=== Text ===

Access to the media encompasses the efforts and rights of individuals and groups to represent their views through the pages or airtime of established media entities – private or public. It should not be confused with access to information or even the related question of open-access television. The access-to-media question typically arises when a political candidate wants advertising or free airtime or when a person, business, or group demands time (or space) to reply to a news report or present a competing analysis. More broadly, the question asks whether society can or should force a publisher or broadcaster to devote space or time to diverse subjects and viewpoints.
Competing Philosophies
Whether the public should have narrow, broad, or even any access-to-media rights is a question on which free expression advocates often disagree (Barendt 2005). The opponents of mandated access see government intervention or compulsion as dangerously contrary to free expression. Proponents argue access, even if compulsory, improves the quality and breadth of expression and serves the public interest (Barron 1973).
If government may compel speech and thus interfere with private allocation of newspaper space and broadcast time, access opponents insist, journalists are not truly free because some will refrain from controversial speech to avoid compulsory access (Schmidt 1976). This view, common in the United States, for example, reflects a strong suspicion of government and a conception of expressive rights as rights against government and not also against large or concentrated media entities or as positive rights to an informed and fair debate (Barendt 2005).
The countervailing view focuses on the power of the modern news media, the concentration of ownership of major media outlets, the reciprocal value of equal opportunity to speak among all speakers, and the public nature of broadcast licenses that allocate a finite electromagnetic spectrum. The scarcity or finite spectrum argument is losing its force as technological advances provide more diversity among the broadcast media. Without creating absolute or comprehensive public rights of access to private or public news media, some legal systems, such as those in France, Germany, and elsewhere in Europe, place a greater emphasis on access and reply rights as well as pluralist interests (Barendt 1989, 2005; Paraschos 1998).
Significant Factors Affecting National Policies
In evaluating the access-to-media question across national borders, there are six questions on which national law and policy often turn: (1) Does the society distinguish between print and broadcast media and, among broadcasters, between those using public airwaves and those transmitting by cable or satellite? (2) Are there differences in the law applicable to private media and that applicable to government-funded, -owned, or -controlled media? (3) Does the society have relatively few media outlets (or highly concentrated ownership) and a greater need for access rights? (4) What is the history of the society, from civil liberties to experiences with war or genocide? (5) Does the law examine the nature of the relevant statement to determine if a reply or access right is triggered (e.g., differences between opinions and statements of fact and between private persons and public officials)? (6) Is the mode of communication fairly new and thus more likely to be regulated, possibly including some equal access obligation?

===

▶ Task instructions:
1 > In the access-to-media text, which legal systems are named as placing greater emphasis on access and reply rights?
2 > Please go on with the access-to-media text, picking up after its final sentence.

=== Dataset extract ===

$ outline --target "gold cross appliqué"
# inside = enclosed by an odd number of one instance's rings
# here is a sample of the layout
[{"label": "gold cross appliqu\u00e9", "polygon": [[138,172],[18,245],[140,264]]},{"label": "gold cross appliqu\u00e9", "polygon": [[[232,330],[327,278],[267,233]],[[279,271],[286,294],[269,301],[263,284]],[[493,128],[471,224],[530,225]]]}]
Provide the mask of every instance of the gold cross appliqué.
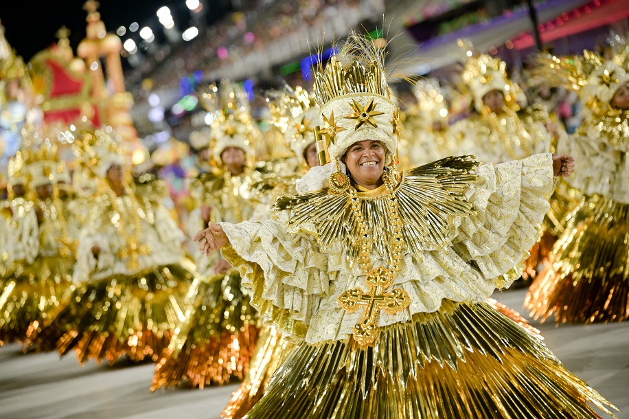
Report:
[{"label": "gold cross appliqu\u00e9", "polygon": [[393,275],[385,267],[379,267],[367,275],[369,291],[365,293],[360,288],[347,290],[339,297],[341,306],[350,313],[354,313],[361,306],[365,313],[360,323],[354,326],[354,339],[361,345],[369,345],[378,336],[378,316],[380,310],[394,314],[405,309],[411,304],[411,298],[402,289],[396,288],[389,293],[383,290],[393,282]]}]

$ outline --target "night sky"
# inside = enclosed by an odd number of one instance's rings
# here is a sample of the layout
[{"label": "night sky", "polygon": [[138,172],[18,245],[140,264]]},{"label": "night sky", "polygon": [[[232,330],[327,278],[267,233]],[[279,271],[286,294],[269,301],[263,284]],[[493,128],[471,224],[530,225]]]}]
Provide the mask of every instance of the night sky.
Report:
[{"label": "night sky", "polygon": [[[76,53],[77,45],[85,36],[84,3],[85,0],[0,0],[0,21],[9,43],[25,61],[55,42],[55,34],[64,25],[71,31],[70,42]],[[140,27],[150,27],[157,41],[163,42],[161,31],[156,30],[160,24],[155,14],[161,6],[170,9],[180,28],[186,27],[191,19],[185,0],[102,0],[100,3],[98,10],[108,31],[115,32],[119,26],[126,27],[123,41],[130,36],[136,42],[141,41],[137,32],[128,31],[129,25],[135,21]],[[204,0],[204,3],[208,23],[231,9],[229,0]]]}]

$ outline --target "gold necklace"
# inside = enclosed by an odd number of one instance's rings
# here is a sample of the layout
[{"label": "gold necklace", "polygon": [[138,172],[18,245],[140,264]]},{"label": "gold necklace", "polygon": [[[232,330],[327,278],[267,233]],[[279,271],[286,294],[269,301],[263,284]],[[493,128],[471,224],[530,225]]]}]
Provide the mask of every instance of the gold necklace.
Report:
[{"label": "gold necklace", "polygon": [[[241,223],[242,220],[242,212],[240,210],[240,205],[238,203],[238,195],[240,194],[239,190],[240,185],[236,185],[236,182],[232,181],[231,172],[225,170],[224,174],[225,178],[225,187],[224,192],[227,195],[227,202],[230,209],[233,212],[236,220]],[[240,182],[238,182],[240,183]]]},{"label": "gold necklace", "polygon": [[148,255],[150,251],[150,248],[146,245],[140,243],[139,232],[141,228],[141,220],[139,214],[139,205],[135,199],[135,194],[126,181],[123,181],[122,185],[124,188],[124,193],[128,197],[131,203],[130,212],[133,220],[133,224],[130,226],[131,234],[128,233],[128,229],[125,228],[123,222],[124,218],[123,217],[124,212],[122,206],[118,204],[118,196],[109,185],[108,183],[106,183],[106,190],[109,195],[109,201],[111,201],[111,207],[113,209],[113,215],[111,218],[111,223],[116,227],[118,233],[126,242],[126,246],[120,249],[116,253],[116,256],[122,258],[128,258],[127,267],[133,271],[139,267],[139,256]]},{"label": "gold necklace", "polygon": [[401,288],[396,288],[387,293],[385,289],[393,283],[393,275],[400,271],[400,261],[402,259],[402,251],[404,247],[404,240],[402,234],[402,220],[398,212],[398,197],[394,192],[395,188],[399,183],[397,172],[391,176],[386,174],[383,176],[385,185],[389,191],[387,202],[391,214],[391,221],[393,240],[390,269],[380,266],[371,269],[371,250],[373,243],[371,234],[367,228],[365,216],[363,214],[361,199],[358,198],[354,188],[349,188],[347,193],[350,195],[352,212],[361,232],[361,253],[358,262],[365,273],[367,286],[369,291],[367,293],[360,288],[347,290],[339,297],[341,306],[354,313],[361,306],[365,306],[365,312],[361,321],[354,326],[354,339],[361,345],[372,343],[378,336],[378,317],[380,310],[387,314],[394,314],[404,310],[411,304],[409,295]]}]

===

▶ Exercise responses:
1 > Those in France, Germany, and elsewhere in Europe.

2 >
Although not exhaustive, this list allows one to evaluate thoroughly different approaches to access rights, as shown by a comparison of the law in the United States and Canada with that of several European countries and the European Union generally.
Access to Media in The United States and Canada
The law in the United States, until the late 1980s, reflected a sharp contrast between broadcast and print media. The key decisions of the Supreme Court were Red Lion Broadcasting Co. vs FCC (unanimously upholding in 1969 at least one part of the Federal Communications Commission’s fairness doctrine, requiring, among other things, the airing by broadcast licensees, at their expense, of a reply by a person attacked or criticized), and Miami Herald vs Tornillo (unanimously declaring in 1974 Florida’s right of reply statute unconstitutional because newspapers enjoyed a strong First Amendment right, rooted in history, to control content of and access to their pages, in contrast with the regulated broadcast media). The Supreme Court saw the two media through different historical and legal lenses and found the First Amendment more protective of the print media.
In Red Lion, the court reasoned that any regulatory interference with broadcasters through mandatory rights of reply was permissible because the broadcaster held its license in trust for the public and through government’s apportionment of the scarce electromagnetic spectrum. This decision did not recognize a general right of public access to the broadcast media. The right of reply was a limited one, conditioned on the FCC rule and triggered by the personal attack. The Court held in Tornillo that the limited power to mandate access or replies in the broadcast media did not extend to the print media. The Court stressed the First Amendment right of editors to select the news, and the fear that mandatory rights of reply would cause some to avoid controversial issues and thus deprive the public of information or opinion. The case did not address other media access questions.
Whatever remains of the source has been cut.